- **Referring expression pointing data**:
-=-=-

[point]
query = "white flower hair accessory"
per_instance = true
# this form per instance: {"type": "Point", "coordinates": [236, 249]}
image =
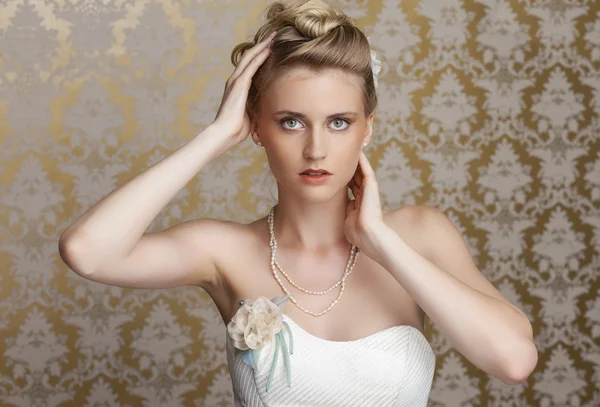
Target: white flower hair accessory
{"type": "Point", "coordinates": [258, 323]}
{"type": "Point", "coordinates": [375, 66]}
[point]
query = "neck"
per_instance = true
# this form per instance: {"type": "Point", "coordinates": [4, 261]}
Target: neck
{"type": "Point", "coordinates": [313, 227]}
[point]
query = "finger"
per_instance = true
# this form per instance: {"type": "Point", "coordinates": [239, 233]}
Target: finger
{"type": "Point", "coordinates": [246, 76]}
{"type": "Point", "coordinates": [251, 54]}
{"type": "Point", "coordinates": [365, 166]}
{"type": "Point", "coordinates": [358, 175]}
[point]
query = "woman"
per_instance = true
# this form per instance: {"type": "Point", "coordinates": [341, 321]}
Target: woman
{"type": "Point", "coordinates": [354, 282]}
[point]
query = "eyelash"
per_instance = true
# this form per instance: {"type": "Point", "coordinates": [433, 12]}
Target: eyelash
{"type": "Point", "coordinates": [337, 118]}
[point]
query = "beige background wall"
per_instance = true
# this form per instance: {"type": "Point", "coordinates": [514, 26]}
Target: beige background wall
{"type": "Point", "coordinates": [489, 111]}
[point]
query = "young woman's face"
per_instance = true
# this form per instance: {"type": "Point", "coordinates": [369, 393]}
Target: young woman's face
{"type": "Point", "coordinates": [313, 120]}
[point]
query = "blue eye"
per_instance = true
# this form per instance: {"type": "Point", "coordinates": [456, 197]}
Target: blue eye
{"type": "Point", "coordinates": [341, 121]}
{"type": "Point", "coordinates": [288, 121]}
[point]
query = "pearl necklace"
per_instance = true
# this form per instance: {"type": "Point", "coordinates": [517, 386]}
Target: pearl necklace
{"type": "Point", "coordinates": [354, 251]}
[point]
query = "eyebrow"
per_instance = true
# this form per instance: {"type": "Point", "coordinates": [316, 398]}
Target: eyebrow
{"type": "Point", "coordinates": [303, 116]}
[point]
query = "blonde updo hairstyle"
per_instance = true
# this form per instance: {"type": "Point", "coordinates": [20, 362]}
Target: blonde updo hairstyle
{"type": "Point", "coordinates": [310, 34]}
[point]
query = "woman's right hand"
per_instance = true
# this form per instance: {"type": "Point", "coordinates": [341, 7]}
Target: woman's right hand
{"type": "Point", "coordinates": [232, 119]}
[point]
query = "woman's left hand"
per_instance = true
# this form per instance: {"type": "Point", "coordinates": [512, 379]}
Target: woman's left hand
{"type": "Point", "coordinates": [364, 217]}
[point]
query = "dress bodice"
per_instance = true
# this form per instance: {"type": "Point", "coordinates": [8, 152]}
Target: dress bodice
{"type": "Point", "coordinates": [392, 367]}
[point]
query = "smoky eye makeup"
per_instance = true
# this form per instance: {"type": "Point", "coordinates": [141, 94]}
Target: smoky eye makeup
{"type": "Point", "coordinates": [345, 123]}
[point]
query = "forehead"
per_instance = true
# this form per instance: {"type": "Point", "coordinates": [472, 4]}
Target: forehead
{"type": "Point", "coordinates": [307, 90]}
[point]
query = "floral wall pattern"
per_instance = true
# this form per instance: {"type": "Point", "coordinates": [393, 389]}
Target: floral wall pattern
{"type": "Point", "coordinates": [489, 110]}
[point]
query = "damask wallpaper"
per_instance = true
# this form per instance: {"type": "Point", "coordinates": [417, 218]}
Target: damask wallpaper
{"type": "Point", "coordinates": [489, 110]}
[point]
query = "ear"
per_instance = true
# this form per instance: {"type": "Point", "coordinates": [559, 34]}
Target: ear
{"type": "Point", "coordinates": [369, 132]}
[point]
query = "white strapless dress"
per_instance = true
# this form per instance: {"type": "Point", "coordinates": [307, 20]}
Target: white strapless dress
{"type": "Point", "coordinates": [393, 367]}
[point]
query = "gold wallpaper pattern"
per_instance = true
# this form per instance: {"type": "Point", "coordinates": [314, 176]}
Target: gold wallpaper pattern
{"type": "Point", "coordinates": [489, 110]}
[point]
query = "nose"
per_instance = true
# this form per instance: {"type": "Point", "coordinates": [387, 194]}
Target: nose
{"type": "Point", "coordinates": [315, 146]}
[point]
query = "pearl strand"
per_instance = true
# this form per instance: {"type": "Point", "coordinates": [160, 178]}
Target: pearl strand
{"type": "Point", "coordinates": [274, 266]}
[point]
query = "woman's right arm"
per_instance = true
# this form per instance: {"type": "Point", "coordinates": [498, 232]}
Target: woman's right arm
{"type": "Point", "coordinates": [107, 244]}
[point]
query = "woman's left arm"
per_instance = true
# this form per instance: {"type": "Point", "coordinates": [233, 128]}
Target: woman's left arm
{"type": "Point", "coordinates": [439, 274]}
{"type": "Point", "coordinates": [482, 324]}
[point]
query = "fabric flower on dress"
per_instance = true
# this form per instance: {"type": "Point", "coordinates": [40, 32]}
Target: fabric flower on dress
{"type": "Point", "coordinates": [260, 322]}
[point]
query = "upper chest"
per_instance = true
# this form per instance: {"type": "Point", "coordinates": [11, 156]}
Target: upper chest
{"type": "Point", "coordinates": [372, 299]}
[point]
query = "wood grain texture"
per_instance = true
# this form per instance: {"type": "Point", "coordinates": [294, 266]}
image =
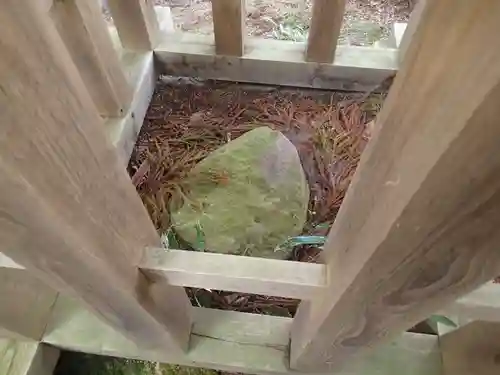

-=-=-

- **TRY IT**: Should a record include a picture, omit it from your copy and return the rest unchanged.

- **EXERCISE SOLUTION**:
[point]
query = "white flower hair accessory"
per_instance = true
# this form per instance: {"type": "Point", "coordinates": [236, 249]}
image =
Target: white flower hair accessory
{"type": "Point", "coordinates": [258, 323]}
{"type": "Point", "coordinates": [375, 66]}
[point]
query = "neck"
per_instance = true
# this form per instance: {"type": "Point", "coordinates": [4, 261]}
Target: neck
{"type": "Point", "coordinates": [313, 227]}
[point]
query = "finger"
per_instance = true
# this form per instance: {"type": "Point", "coordinates": [239, 233]}
Target: finger
{"type": "Point", "coordinates": [246, 76]}
{"type": "Point", "coordinates": [251, 54]}
{"type": "Point", "coordinates": [365, 166]}
{"type": "Point", "coordinates": [358, 175]}
[point]
query = "woman"
per_instance = true
# this form per instance: {"type": "Point", "coordinates": [341, 321]}
Target: woman
{"type": "Point", "coordinates": [354, 282]}
[point]
query = "eyelash"
per_instance = true
# this form per instance: {"type": "Point", "coordinates": [433, 12]}
Target: eyelash
{"type": "Point", "coordinates": [337, 118]}
[point]
query = "beige background wall"
per_instance = true
# this form per instance: {"type": "Point", "coordinates": [514, 26]}
Target: beige background wall
{"type": "Point", "coordinates": [489, 111]}
[point]
query = "young woman's face"
per_instance = true
# this form per instance: {"type": "Point", "coordinates": [369, 393]}
Target: young woman's face
{"type": "Point", "coordinates": [313, 120]}
[point]
query = "blue eye"
per_instance = true
# this form per instance: {"type": "Point", "coordinates": [456, 197]}
Target: blue eye
{"type": "Point", "coordinates": [341, 121]}
{"type": "Point", "coordinates": [288, 121]}
[point]
query = "pearl necklace"
per_instance = true
# this form per instance: {"type": "Point", "coordinates": [517, 386]}
Target: pearl necklace
{"type": "Point", "coordinates": [354, 251]}
[point]
query = "eyebrow"
per_instance = true
# this form per instance: {"type": "Point", "coordinates": [316, 398]}
Target: eyebrow
{"type": "Point", "coordinates": [303, 116]}
[point]
query = "blonde updo hairstyle"
per_instance = true
# this form per instance: {"type": "Point", "coordinates": [20, 362]}
Target: blonde updo hairstyle
{"type": "Point", "coordinates": [310, 34]}
[point]
query = "woman's right hand"
per_instance = true
# this form per instance: {"type": "Point", "coordinates": [341, 7]}
Target: woman's right hand
{"type": "Point", "coordinates": [232, 119]}
[point]
query = "woman's left hand"
per_instance = true
# this form per instance: {"type": "Point", "coordinates": [512, 379]}
Target: woman's left hand
{"type": "Point", "coordinates": [364, 217]}
[point]
query = "dress bodice"
per_instance = true
# this form per instance: {"type": "Point", "coordinates": [8, 152]}
Target: dress bodice
{"type": "Point", "coordinates": [392, 367]}
[point]
query = "smoky eye makeup"
per_instance = true
# this form per instance: {"type": "Point", "coordinates": [141, 94]}
Target: smoky eye makeup
{"type": "Point", "coordinates": [345, 123]}
[point]
query = "forehead"
per_instance = true
# this form per instance: {"type": "Point", "coordinates": [472, 4]}
Target: forehead
{"type": "Point", "coordinates": [307, 90]}
[point]
query = "floral wall pattern"
per_instance = true
# this form per instance: {"type": "Point", "coordinates": [393, 389]}
Target: floral wall pattern
{"type": "Point", "coordinates": [489, 110]}
[point]
query = "damask wallpaper"
per_instance = true
# this form per instance: {"type": "Point", "coordinates": [417, 218]}
Target: damask wallpaper
{"type": "Point", "coordinates": [489, 110]}
[point]
query = "ear"
per_instance = true
# this form per instance: {"type": "Point", "coordinates": [559, 34]}
Target: ear
{"type": "Point", "coordinates": [369, 132]}
[point]
query = "white strapless dress"
per_instance = true
# this form per instance: {"type": "Point", "coordinates": [307, 20]}
Target: white strapless dress
{"type": "Point", "coordinates": [393, 367]}
[point]
query = "gold wallpaper pattern"
per_instance = true
# this form per instance: {"type": "Point", "coordinates": [314, 176]}
Target: gold wallpaper pattern
{"type": "Point", "coordinates": [489, 110]}
[point]
query = "nose"
per_instance = true
# this form per instance: {"type": "Point", "coordinates": [387, 194]}
Target: nose
{"type": "Point", "coordinates": [315, 146]}
[point]
query = "pearl strand"
per_instance = true
# this form per instance: {"type": "Point", "coordinates": [160, 178]}
Target: pearl strand
{"type": "Point", "coordinates": [274, 266]}
[point]
query = "woman's right arm"
per_instance = true
# this form per instance: {"type": "Point", "coordinates": [498, 232]}
Target: woman's right arm
{"type": "Point", "coordinates": [107, 244]}
[point]
query = "woman's left arm"
per_instance = true
# this form per instance: {"type": "Point", "coordinates": [233, 128]}
Target: woman's left arm
{"type": "Point", "coordinates": [439, 274]}
{"type": "Point", "coordinates": [482, 324]}
[point]
query = "fabric flower on dress"
per_instance = true
# this form per instance: {"type": "Point", "coordinates": [40, 32]}
Target: fabric flower on dress
{"type": "Point", "coordinates": [260, 322]}
[point]
query = "upper chest"
per_instance = true
# this form per instance: {"type": "Point", "coordinates": [11, 156]}
Target: upper chest
{"type": "Point", "coordinates": [372, 299]}
[point]
query = "wood grain texture"
per_instance = true
# this form per instance: {"type": "Point", "coordinates": [294, 266]}
image =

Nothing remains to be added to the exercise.